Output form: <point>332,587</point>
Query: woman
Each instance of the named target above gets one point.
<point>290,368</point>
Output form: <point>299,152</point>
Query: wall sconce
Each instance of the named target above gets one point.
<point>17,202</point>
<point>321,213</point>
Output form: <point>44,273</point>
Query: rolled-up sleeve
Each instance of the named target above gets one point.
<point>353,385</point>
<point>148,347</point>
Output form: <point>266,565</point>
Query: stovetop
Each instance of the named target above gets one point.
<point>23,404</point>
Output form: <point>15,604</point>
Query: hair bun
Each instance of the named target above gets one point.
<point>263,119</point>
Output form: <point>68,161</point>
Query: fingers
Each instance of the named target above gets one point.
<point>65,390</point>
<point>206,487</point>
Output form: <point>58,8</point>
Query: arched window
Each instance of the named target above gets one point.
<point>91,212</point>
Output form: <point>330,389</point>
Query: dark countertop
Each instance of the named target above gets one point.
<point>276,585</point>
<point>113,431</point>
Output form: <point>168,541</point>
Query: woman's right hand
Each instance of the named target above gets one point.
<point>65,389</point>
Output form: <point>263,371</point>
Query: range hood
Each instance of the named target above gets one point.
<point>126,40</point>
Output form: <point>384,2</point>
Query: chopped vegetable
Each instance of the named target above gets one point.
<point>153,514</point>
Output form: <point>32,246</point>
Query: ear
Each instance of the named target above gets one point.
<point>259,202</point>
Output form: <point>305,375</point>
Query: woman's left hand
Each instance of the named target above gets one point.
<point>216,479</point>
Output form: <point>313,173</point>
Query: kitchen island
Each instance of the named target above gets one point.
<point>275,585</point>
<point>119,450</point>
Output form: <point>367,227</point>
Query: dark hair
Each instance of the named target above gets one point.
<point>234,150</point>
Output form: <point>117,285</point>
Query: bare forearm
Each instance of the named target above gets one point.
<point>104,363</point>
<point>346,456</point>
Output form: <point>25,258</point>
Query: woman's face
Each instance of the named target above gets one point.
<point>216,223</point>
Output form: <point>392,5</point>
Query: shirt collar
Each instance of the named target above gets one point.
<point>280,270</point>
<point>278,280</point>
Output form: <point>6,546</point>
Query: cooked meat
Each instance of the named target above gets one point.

= = = = =

**Your task**
In the lines above, find the word "woman" and copy each line that contains it.

**Answer section**
Query: woman
Query: woman's right hand
Query: woman's left hand
Query: woman's face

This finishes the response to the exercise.